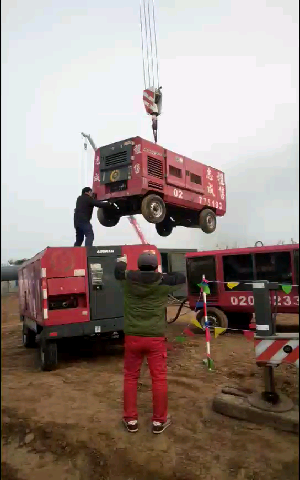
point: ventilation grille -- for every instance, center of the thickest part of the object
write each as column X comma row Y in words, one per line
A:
column 157, row 186
column 195, row 178
column 155, row 168
column 175, row 172
column 116, row 159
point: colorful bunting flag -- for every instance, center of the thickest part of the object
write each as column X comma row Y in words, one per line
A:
column 205, row 288
column 218, row 331
column 286, row 288
column 196, row 323
column 180, row 339
column 232, row 284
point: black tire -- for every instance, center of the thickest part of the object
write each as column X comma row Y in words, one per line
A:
column 165, row 228
column 107, row 218
column 216, row 318
column 29, row 337
column 48, row 356
column 153, row 208
column 208, row 220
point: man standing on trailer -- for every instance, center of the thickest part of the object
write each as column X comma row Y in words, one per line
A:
column 82, row 216
column 145, row 302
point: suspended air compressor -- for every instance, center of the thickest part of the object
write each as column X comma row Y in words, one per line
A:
column 168, row 189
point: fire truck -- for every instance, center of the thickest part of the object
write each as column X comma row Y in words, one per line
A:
column 168, row 189
column 233, row 306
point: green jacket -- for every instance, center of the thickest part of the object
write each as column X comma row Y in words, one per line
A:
column 146, row 299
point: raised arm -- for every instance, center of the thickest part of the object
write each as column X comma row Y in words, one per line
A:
column 173, row 279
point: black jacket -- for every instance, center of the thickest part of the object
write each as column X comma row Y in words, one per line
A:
column 84, row 208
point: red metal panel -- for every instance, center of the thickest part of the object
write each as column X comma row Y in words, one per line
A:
column 67, row 316
column 64, row 262
column 175, row 169
column 243, row 301
column 64, row 286
column 194, row 168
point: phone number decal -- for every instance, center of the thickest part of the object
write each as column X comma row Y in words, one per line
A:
column 210, row 203
column 281, row 301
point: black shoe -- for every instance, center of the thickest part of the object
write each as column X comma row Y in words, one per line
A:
column 132, row 426
column 159, row 427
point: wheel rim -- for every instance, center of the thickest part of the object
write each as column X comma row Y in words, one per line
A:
column 156, row 210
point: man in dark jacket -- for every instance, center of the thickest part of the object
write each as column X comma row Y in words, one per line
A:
column 145, row 302
column 82, row 216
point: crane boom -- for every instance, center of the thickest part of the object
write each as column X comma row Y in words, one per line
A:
column 131, row 218
column 91, row 141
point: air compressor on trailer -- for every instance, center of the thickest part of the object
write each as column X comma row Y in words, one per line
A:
column 167, row 188
column 72, row 292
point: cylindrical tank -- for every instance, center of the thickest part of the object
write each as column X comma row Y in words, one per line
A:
column 9, row 273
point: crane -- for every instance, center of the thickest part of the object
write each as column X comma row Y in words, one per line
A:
column 131, row 218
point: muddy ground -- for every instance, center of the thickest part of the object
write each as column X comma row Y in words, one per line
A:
column 65, row 424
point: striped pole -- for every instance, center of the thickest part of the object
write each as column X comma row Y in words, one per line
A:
column 208, row 361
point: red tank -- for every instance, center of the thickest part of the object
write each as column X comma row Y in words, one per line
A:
column 168, row 189
column 72, row 292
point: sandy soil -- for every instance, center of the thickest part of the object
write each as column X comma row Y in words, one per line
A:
column 65, row 424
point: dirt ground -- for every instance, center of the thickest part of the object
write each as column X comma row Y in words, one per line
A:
column 65, row 424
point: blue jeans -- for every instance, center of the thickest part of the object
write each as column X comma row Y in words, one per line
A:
column 84, row 230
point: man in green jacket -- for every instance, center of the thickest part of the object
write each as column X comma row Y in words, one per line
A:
column 145, row 302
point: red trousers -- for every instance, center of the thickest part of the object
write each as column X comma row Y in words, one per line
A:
column 154, row 348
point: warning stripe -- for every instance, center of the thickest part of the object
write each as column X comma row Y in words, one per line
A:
column 268, row 350
column 272, row 351
column 45, row 295
column 292, row 357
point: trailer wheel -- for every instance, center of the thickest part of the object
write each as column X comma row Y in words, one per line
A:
column 107, row 218
column 207, row 220
column 215, row 317
column 165, row 228
column 48, row 356
column 153, row 208
column 28, row 337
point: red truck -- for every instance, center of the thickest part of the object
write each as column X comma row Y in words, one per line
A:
column 234, row 306
column 72, row 292
column 168, row 189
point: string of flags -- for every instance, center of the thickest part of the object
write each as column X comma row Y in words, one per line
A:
column 286, row 288
column 249, row 334
column 205, row 290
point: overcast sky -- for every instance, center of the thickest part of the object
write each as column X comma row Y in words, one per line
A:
column 229, row 71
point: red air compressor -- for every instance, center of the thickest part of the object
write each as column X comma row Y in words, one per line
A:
column 167, row 188
column 72, row 292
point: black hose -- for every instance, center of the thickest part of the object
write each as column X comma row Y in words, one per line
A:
column 178, row 312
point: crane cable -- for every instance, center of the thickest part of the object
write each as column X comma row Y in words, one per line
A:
column 149, row 44
column 152, row 96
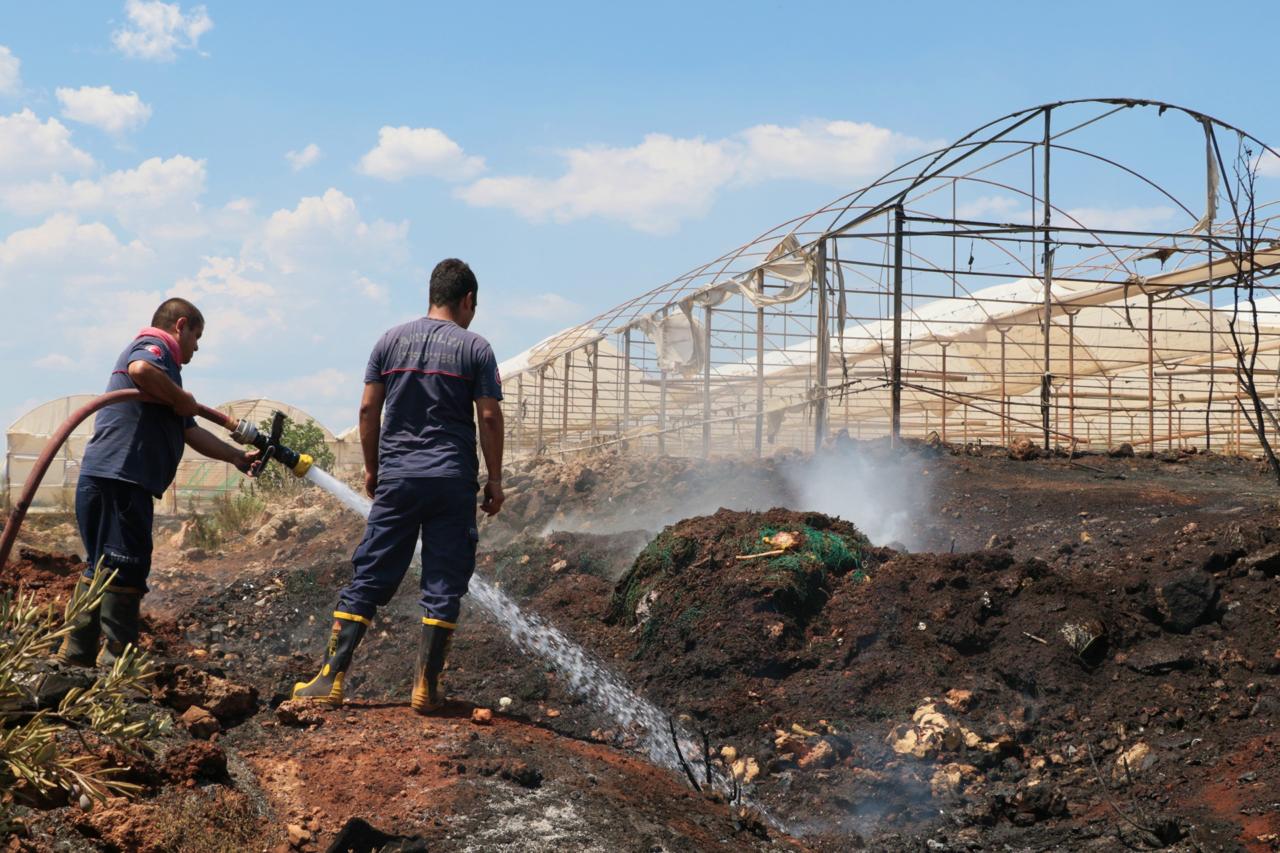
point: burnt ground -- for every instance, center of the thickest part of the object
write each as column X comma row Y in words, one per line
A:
column 1079, row 655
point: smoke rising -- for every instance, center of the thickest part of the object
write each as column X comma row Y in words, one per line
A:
column 883, row 493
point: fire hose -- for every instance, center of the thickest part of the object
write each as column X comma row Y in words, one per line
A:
column 245, row 432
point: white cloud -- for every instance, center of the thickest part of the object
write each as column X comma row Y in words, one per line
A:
column 371, row 290
column 30, row 146
column 10, row 72
column 327, row 229
column 103, row 108
column 408, row 151
column 664, row 179
column 63, row 250
column 1156, row 218
column 233, row 296
column 158, row 196
column 300, row 160
column 1269, row 165
column 158, row 31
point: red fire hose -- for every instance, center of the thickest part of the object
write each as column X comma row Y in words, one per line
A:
column 55, row 442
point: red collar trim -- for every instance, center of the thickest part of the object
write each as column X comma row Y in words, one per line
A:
column 169, row 341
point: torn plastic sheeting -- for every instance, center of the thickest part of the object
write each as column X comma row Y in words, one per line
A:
column 679, row 340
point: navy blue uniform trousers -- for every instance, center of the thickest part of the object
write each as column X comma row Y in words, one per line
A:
column 442, row 511
column 114, row 520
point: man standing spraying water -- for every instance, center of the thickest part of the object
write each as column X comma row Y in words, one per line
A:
column 132, row 459
column 421, row 470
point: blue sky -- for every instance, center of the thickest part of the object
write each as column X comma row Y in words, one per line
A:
column 575, row 154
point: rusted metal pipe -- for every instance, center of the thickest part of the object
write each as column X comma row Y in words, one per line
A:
column 46, row 456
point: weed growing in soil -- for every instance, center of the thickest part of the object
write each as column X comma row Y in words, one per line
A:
column 37, row 753
column 666, row 555
column 205, row 821
column 232, row 515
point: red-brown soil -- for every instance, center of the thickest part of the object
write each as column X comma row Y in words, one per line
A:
column 1157, row 733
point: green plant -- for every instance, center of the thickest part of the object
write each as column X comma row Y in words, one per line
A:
column 666, row 555
column 304, row 438
column 231, row 515
column 205, row 821
column 49, row 749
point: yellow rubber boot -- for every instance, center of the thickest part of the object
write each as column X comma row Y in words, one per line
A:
column 433, row 647
column 80, row 647
column 348, row 630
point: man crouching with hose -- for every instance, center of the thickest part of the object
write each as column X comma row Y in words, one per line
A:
column 421, row 469
column 132, row 459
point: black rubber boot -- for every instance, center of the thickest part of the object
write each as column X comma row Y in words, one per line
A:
column 433, row 647
column 327, row 687
column 119, row 616
column 80, row 647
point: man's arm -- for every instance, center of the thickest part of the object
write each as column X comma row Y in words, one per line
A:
column 154, row 383
column 370, row 428
column 204, row 442
column 490, row 427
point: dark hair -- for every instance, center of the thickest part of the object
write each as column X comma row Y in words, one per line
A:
column 173, row 310
column 451, row 281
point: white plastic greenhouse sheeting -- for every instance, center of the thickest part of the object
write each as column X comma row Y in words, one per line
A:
column 197, row 478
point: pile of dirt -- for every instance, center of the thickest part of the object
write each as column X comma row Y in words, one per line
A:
column 611, row 491
column 1102, row 674
column 50, row 575
column 1009, row 692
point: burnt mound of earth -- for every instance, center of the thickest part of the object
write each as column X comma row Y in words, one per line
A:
column 737, row 591
column 867, row 689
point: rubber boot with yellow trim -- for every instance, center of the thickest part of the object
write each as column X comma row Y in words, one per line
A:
column 119, row 614
column 80, row 647
column 433, row 647
column 348, row 630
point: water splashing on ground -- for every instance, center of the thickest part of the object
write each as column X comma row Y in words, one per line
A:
column 586, row 678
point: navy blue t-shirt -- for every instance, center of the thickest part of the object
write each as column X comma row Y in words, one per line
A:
column 434, row 370
column 138, row 442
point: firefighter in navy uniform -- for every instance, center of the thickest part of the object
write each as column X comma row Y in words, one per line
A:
column 419, row 439
column 131, row 460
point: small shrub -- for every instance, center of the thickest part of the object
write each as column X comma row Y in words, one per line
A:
column 45, row 751
column 304, row 438
column 229, row 516
column 206, row 821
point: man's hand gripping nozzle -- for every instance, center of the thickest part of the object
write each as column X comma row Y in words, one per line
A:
column 270, row 447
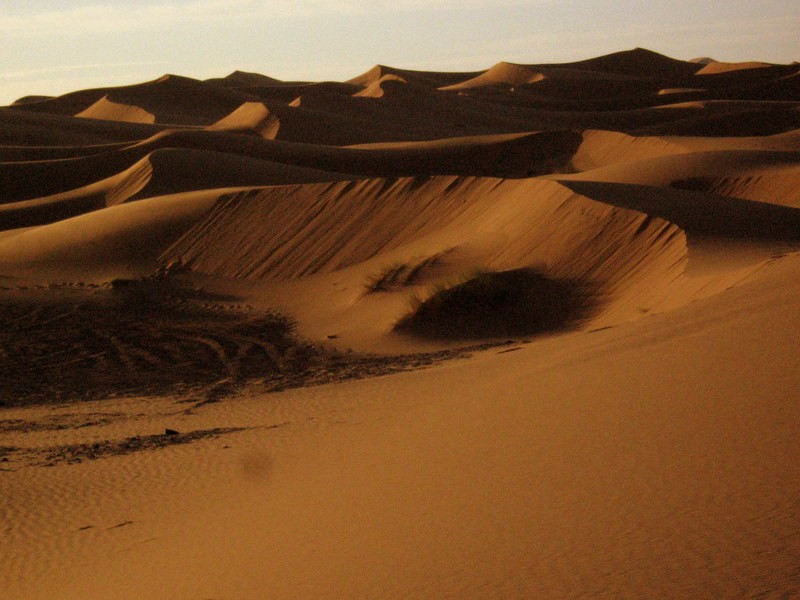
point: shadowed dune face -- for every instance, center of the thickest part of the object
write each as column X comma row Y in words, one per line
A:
column 399, row 182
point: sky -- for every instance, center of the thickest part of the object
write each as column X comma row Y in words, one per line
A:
column 50, row 47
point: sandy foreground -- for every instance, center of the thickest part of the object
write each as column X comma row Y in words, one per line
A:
column 529, row 332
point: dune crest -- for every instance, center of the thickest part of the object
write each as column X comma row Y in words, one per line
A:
column 112, row 111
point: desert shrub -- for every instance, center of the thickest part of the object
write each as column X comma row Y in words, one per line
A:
column 520, row 302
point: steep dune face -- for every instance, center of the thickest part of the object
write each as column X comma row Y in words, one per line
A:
column 250, row 117
column 111, row 111
column 610, row 248
column 290, row 233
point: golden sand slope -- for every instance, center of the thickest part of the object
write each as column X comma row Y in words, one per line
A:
column 596, row 263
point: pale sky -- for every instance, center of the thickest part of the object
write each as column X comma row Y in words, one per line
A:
column 51, row 47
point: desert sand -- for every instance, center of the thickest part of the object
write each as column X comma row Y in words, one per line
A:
column 525, row 332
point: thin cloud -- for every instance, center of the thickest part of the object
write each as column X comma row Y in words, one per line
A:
column 25, row 74
column 108, row 18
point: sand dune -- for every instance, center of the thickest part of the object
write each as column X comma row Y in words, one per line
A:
column 567, row 294
column 112, row 111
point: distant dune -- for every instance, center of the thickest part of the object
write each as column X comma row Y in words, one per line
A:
column 523, row 332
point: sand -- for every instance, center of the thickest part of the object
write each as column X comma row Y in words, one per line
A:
column 527, row 332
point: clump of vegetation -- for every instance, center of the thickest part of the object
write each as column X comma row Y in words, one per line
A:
column 515, row 303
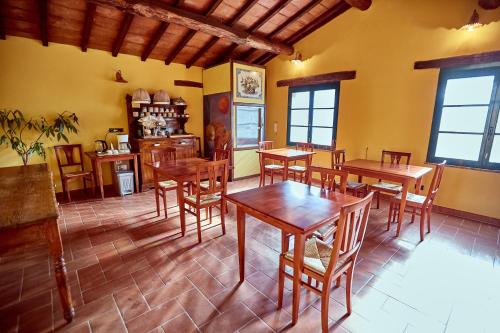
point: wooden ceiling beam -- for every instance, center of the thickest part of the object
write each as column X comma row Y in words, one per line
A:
column 241, row 12
column 43, row 11
column 294, row 18
column 154, row 40
column 161, row 11
column 87, row 25
column 126, row 22
column 359, row 4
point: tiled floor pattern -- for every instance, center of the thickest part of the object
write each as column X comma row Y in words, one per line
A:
column 131, row 271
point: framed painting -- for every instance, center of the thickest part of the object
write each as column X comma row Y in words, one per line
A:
column 249, row 84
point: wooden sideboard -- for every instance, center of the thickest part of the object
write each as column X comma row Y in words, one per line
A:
column 187, row 145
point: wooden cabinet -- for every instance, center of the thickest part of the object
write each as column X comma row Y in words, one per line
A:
column 186, row 147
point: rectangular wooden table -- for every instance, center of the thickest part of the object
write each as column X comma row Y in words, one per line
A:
column 286, row 155
column 97, row 161
column 182, row 171
column 28, row 213
column 293, row 207
column 399, row 173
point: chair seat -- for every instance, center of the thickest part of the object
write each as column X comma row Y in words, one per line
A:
column 316, row 256
column 204, row 198
column 274, row 167
column 411, row 199
column 76, row 174
column 388, row 187
column 297, row 168
column 205, row 184
column 167, row 183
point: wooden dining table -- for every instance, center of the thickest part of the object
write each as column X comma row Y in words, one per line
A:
column 398, row 173
column 182, row 171
column 285, row 155
column 292, row 207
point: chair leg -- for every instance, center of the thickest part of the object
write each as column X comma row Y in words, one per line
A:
column 348, row 289
column 391, row 207
column 164, row 194
column 198, row 224
column 422, row 224
column 223, row 217
column 281, row 282
column 325, row 302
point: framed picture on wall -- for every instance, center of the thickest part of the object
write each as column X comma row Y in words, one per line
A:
column 249, row 84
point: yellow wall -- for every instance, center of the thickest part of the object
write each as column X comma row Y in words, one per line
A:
column 389, row 105
column 48, row 80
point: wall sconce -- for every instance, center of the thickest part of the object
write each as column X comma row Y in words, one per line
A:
column 297, row 60
column 473, row 22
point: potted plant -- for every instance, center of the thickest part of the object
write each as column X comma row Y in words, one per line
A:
column 24, row 135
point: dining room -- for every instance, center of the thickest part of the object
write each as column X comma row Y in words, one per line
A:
column 249, row 166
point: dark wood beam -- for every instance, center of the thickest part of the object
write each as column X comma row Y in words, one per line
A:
column 126, row 22
column 87, row 25
column 185, row 83
column 154, row 40
column 360, row 4
column 161, row 11
column 465, row 60
column 43, row 11
column 201, row 51
column 293, row 18
column 179, row 47
column 241, row 12
column 317, row 79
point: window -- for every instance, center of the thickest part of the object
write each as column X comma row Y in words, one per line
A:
column 249, row 122
column 312, row 114
column 465, row 128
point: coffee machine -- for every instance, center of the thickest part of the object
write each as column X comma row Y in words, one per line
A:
column 123, row 144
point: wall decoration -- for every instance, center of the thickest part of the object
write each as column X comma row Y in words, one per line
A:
column 249, row 84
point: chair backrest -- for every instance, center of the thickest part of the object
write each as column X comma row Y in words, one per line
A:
column 351, row 228
column 216, row 172
column 337, row 158
column 328, row 178
column 221, row 154
column 265, row 145
column 395, row 156
column 65, row 155
column 163, row 154
column 435, row 183
column 304, row 146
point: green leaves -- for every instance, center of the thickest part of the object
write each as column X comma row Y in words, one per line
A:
column 13, row 124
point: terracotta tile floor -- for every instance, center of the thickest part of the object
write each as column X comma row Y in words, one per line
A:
column 131, row 271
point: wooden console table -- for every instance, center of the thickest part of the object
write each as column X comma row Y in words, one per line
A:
column 29, row 213
column 97, row 161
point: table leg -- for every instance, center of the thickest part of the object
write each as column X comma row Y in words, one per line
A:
column 298, row 263
column 402, row 206
column 240, row 213
column 99, row 177
column 55, row 247
column 180, row 202
column 136, row 172
column 157, row 194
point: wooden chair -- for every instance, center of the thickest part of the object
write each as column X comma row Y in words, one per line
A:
column 300, row 169
column 65, row 155
column 269, row 169
column 163, row 155
column 338, row 159
column 214, row 195
column 325, row 263
column 395, row 158
column 418, row 204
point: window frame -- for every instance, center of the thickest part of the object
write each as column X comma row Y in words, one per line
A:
column 313, row 88
column 489, row 126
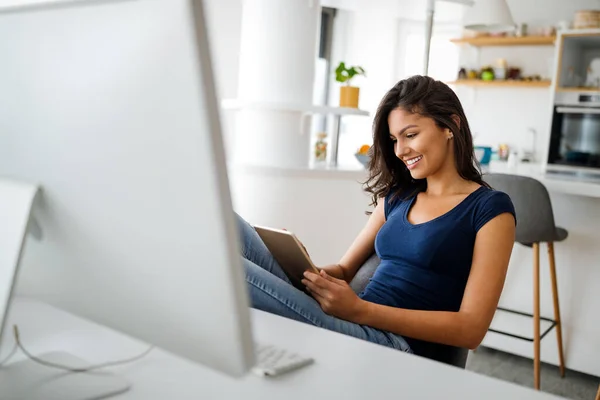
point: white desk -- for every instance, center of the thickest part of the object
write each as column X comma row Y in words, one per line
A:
column 345, row 367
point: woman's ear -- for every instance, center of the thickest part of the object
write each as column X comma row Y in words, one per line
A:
column 456, row 120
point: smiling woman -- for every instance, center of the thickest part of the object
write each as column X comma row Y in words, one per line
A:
column 444, row 237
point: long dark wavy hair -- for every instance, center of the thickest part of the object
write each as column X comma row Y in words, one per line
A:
column 429, row 98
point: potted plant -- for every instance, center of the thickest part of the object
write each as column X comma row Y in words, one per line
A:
column 348, row 94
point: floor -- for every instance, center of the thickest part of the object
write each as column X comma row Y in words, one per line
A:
column 519, row 370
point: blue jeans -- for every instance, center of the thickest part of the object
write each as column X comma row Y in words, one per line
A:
column 271, row 291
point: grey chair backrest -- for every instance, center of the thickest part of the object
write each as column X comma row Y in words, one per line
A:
column 535, row 220
column 451, row 355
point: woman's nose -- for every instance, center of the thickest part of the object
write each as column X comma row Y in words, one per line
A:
column 401, row 149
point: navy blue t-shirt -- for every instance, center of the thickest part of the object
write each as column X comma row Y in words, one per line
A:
column 426, row 266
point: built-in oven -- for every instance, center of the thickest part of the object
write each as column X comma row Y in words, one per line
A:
column 575, row 135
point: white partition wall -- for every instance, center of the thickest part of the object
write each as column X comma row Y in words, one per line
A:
column 277, row 63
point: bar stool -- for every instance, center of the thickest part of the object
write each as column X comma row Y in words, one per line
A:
column 535, row 225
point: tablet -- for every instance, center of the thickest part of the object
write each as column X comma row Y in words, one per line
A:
column 289, row 253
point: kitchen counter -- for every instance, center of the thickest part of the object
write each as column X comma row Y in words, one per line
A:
column 359, row 174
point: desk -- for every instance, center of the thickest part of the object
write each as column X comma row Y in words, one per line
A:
column 345, row 367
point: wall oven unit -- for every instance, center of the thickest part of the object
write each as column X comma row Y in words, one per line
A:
column 575, row 135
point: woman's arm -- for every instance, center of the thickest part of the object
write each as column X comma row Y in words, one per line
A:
column 361, row 249
column 465, row 328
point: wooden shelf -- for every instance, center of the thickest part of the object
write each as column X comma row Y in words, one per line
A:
column 507, row 41
column 235, row 104
column 523, row 84
column 578, row 89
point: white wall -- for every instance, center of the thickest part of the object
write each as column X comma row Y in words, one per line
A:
column 224, row 22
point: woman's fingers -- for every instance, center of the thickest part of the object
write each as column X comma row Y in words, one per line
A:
column 317, row 279
column 330, row 278
column 314, row 288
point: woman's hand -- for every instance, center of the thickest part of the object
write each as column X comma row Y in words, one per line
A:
column 334, row 295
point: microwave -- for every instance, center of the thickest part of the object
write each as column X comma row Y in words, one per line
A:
column 575, row 135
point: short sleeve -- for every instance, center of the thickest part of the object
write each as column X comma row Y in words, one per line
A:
column 494, row 204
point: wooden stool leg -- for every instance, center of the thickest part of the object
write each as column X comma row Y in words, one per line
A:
column 558, row 327
column 536, row 316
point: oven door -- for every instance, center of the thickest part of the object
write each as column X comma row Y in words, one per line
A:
column 575, row 140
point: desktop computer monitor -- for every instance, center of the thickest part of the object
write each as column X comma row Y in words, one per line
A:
column 110, row 106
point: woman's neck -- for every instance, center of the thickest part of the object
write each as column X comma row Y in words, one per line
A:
column 447, row 182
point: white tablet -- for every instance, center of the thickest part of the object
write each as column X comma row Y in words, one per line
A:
column 289, row 253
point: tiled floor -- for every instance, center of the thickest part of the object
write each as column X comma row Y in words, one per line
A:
column 519, row 370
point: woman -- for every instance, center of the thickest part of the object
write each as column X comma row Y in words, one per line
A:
column 443, row 235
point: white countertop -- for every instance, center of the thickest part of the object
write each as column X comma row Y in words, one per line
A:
column 344, row 368
column 356, row 173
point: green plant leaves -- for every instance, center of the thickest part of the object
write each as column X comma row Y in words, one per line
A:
column 344, row 74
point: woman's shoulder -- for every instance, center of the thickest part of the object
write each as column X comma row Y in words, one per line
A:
column 396, row 197
column 489, row 204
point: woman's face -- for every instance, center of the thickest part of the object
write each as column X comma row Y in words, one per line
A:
column 424, row 147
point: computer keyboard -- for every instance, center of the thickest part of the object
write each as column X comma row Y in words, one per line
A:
column 273, row 361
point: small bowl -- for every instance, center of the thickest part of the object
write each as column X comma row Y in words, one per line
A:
column 363, row 159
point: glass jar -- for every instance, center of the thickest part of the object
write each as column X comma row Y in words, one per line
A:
column 321, row 147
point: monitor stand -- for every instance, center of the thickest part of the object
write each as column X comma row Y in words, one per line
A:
column 28, row 380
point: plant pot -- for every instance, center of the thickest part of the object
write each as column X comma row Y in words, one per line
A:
column 349, row 96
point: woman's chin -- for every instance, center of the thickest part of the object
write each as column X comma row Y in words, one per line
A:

# # # # #

- [Exercise] Copy out the rows verbatim, beginning with the line containing "point: wooden shelf" and ending with the line containing "column 224, row 22", both lines included.

- [The completed task]
point: wooden shelf -- for every instance, center of the thickest part of the object
write each as column X comma row Y in words, one per line
A:
column 507, row 41
column 235, row 104
column 523, row 84
column 578, row 89
point: white wall -- for every instance, center of the thickest part of the object
write each as column X comma row Y in words, one per line
A:
column 224, row 22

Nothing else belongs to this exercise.